__WORK REQUEST__:
Each line from the one with "Every instance of the wet" through the final line of the entries below must be printed exactly, and the pictures must not be.

_ _ _

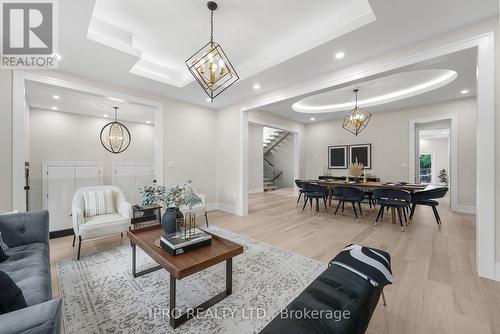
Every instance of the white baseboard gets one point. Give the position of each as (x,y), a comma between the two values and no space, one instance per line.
(471,209)
(256,190)
(223,207)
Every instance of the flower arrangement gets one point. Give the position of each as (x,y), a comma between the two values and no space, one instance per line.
(356,169)
(172,196)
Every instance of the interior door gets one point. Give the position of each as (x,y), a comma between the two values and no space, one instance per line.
(60,190)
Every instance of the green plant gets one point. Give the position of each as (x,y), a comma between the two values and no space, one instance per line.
(171,196)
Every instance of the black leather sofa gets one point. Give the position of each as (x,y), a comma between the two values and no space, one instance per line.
(336,291)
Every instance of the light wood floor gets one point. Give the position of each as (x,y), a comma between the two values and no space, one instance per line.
(436,289)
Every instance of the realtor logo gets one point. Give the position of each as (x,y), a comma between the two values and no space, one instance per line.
(28,35)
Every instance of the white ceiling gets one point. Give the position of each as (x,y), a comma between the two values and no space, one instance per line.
(463,63)
(398,23)
(176,29)
(41,96)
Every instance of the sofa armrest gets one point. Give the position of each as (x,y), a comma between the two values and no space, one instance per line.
(41,318)
(125,209)
(25,228)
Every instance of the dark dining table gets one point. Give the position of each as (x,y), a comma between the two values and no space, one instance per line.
(330,184)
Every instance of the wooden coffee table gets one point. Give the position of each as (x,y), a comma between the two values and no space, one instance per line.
(184,265)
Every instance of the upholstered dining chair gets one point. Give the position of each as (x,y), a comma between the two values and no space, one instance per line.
(396,199)
(428,198)
(314,191)
(99,211)
(351,195)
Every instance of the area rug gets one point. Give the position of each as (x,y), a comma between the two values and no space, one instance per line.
(100,295)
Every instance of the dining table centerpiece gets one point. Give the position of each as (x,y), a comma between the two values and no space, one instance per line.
(356,170)
(172,198)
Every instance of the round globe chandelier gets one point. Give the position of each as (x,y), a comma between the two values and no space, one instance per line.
(115,137)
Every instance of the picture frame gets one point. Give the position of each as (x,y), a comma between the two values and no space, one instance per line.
(361,153)
(338,157)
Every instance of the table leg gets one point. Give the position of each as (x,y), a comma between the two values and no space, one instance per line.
(177,320)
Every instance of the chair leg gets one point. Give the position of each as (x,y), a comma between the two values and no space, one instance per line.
(305,203)
(79,247)
(380,213)
(338,206)
(355,212)
(298,199)
(436,214)
(401,220)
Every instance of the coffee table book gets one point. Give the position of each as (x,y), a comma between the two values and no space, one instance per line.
(176,245)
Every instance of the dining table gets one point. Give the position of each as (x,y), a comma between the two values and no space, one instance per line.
(330,184)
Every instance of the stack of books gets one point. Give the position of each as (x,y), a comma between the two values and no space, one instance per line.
(177,245)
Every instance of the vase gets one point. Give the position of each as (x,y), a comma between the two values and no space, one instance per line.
(169,218)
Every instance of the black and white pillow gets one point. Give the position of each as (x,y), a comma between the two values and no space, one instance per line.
(3,245)
(372,264)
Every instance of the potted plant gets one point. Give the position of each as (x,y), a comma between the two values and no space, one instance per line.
(172,198)
(356,170)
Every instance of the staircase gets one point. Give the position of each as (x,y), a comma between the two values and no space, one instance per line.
(271,174)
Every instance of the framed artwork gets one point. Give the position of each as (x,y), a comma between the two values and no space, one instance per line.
(361,153)
(337,157)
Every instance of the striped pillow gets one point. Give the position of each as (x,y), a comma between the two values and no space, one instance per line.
(98,203)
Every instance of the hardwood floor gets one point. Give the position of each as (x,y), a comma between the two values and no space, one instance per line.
(436,289)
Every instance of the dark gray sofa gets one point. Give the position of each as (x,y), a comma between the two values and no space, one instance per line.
(27,235)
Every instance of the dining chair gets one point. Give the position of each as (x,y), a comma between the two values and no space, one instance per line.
(314,191)
(428,198)
(351,195)
(300,185)
(396,199)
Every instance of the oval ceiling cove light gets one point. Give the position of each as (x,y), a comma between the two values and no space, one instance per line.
(380,91)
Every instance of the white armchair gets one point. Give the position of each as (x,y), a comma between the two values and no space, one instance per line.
(97,226)
(199,209)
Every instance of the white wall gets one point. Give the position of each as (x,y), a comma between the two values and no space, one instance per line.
(61,136)
(390,157)
(440,148)
(255,158)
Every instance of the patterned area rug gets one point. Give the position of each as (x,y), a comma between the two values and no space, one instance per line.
(101,296)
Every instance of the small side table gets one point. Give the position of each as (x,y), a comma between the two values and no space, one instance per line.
(145,214)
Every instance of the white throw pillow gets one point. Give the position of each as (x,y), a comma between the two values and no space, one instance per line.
(98,203)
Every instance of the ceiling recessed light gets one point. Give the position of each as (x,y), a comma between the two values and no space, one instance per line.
(116,99)
(339,55)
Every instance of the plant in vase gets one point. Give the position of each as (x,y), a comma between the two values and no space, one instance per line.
(356,170)
(172,198)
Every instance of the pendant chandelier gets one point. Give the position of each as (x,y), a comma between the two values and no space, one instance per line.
(115,136)
(357,120)
(210,65)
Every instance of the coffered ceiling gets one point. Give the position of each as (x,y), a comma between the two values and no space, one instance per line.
(272,44)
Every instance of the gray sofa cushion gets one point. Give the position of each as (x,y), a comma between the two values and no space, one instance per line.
(28,266)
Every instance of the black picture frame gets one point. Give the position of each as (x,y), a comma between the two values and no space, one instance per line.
(338,157)
(361,153)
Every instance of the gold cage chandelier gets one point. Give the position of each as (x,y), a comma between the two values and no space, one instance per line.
(210,66)
(115,137)
(357,120)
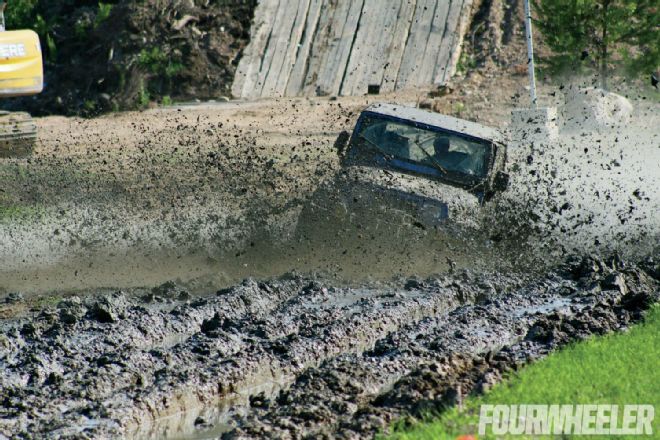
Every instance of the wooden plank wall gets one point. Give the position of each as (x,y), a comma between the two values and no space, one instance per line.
(340,47)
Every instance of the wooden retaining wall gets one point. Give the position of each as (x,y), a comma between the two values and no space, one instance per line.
(340,47)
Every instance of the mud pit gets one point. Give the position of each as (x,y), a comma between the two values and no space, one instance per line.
(342,344)
(346,361)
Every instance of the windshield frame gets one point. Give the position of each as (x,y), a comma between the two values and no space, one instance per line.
(463,180)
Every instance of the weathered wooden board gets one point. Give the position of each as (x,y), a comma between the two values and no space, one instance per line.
(369,55)
(400,36)
(414,51)
(331,47)
(252,60)
(302,61)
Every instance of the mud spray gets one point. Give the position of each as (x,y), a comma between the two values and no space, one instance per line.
(336,343)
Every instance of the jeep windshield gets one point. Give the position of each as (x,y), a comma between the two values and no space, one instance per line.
(422,149)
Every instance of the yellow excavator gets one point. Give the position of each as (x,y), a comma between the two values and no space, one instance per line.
(21,74)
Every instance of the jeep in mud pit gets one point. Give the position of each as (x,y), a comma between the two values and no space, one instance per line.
(404,169)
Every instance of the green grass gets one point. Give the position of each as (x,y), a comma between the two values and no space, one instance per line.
(616,369)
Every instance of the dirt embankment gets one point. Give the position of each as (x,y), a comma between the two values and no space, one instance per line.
(126,54)
(295,357)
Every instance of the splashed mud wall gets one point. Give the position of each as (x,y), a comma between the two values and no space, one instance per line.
(340,47)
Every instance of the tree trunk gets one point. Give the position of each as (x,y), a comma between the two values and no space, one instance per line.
(603,48)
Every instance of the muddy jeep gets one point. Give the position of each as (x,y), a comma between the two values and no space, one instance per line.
(405,169)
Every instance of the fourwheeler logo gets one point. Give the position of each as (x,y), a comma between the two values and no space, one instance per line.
(608,420)
(12,50)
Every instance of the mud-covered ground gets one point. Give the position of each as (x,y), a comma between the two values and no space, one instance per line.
(293,357)
(352,336)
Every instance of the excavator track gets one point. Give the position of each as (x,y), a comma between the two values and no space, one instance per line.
(18,134)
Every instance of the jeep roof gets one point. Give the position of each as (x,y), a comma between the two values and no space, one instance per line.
(459,126)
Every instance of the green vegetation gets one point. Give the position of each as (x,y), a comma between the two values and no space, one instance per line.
(103,14)
(157,62)
(601,35)
(615,369)
(144,97)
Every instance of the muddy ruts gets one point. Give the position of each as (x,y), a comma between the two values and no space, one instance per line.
(122,362)
(116,364)
(431,365)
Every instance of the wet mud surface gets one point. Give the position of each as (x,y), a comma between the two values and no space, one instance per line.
(295,357)
(354,335)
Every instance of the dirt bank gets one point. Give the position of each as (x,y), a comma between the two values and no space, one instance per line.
(347,361)
(127,54)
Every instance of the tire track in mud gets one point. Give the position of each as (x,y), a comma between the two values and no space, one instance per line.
(120,350)
(432,364)
(289,357)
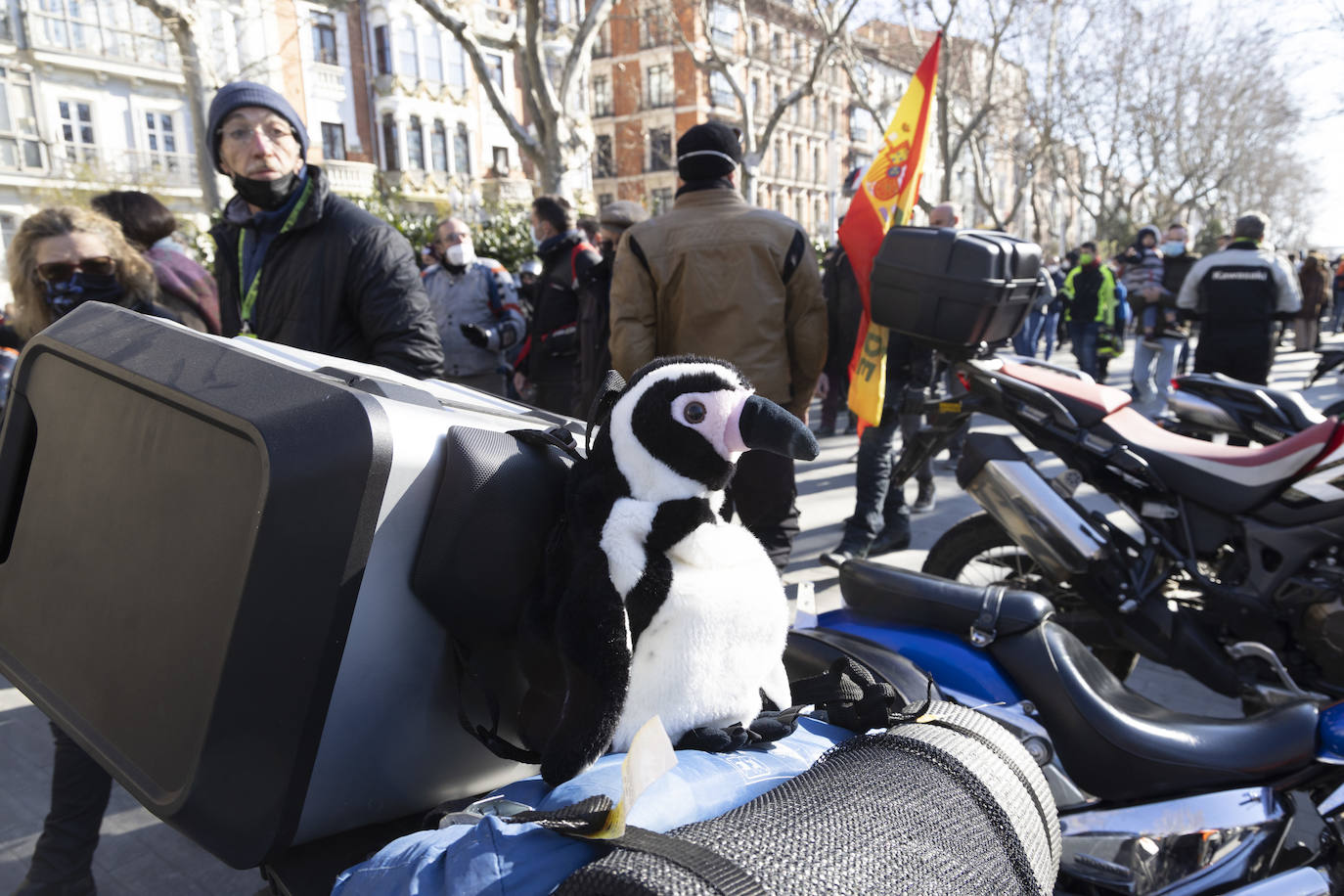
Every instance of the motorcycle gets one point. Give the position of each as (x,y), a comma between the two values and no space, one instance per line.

_ _ _

__TASK SOLUTION__:
Every instance of the wet mud surface gets one point. Give the position of each as (x,y), a comma between the two values and no space, one instance per line.
(295,357)
(354,335)
Every instance of the dirt bank gets one point. Give the position of each as (x,y), a comma between the two values and no space, one instance per line.
(347,361)
(127,54)
Every instance of the tire track in mud gets one point. Give the position of each as (x,y), a comma between the two values and no space, one instance per line.
(120,350)
(432,364)
(289,357)
Every instance of the motorcycle gets one point. Give the position of each as (x,y), a comma between the two values and no space, one instance per line.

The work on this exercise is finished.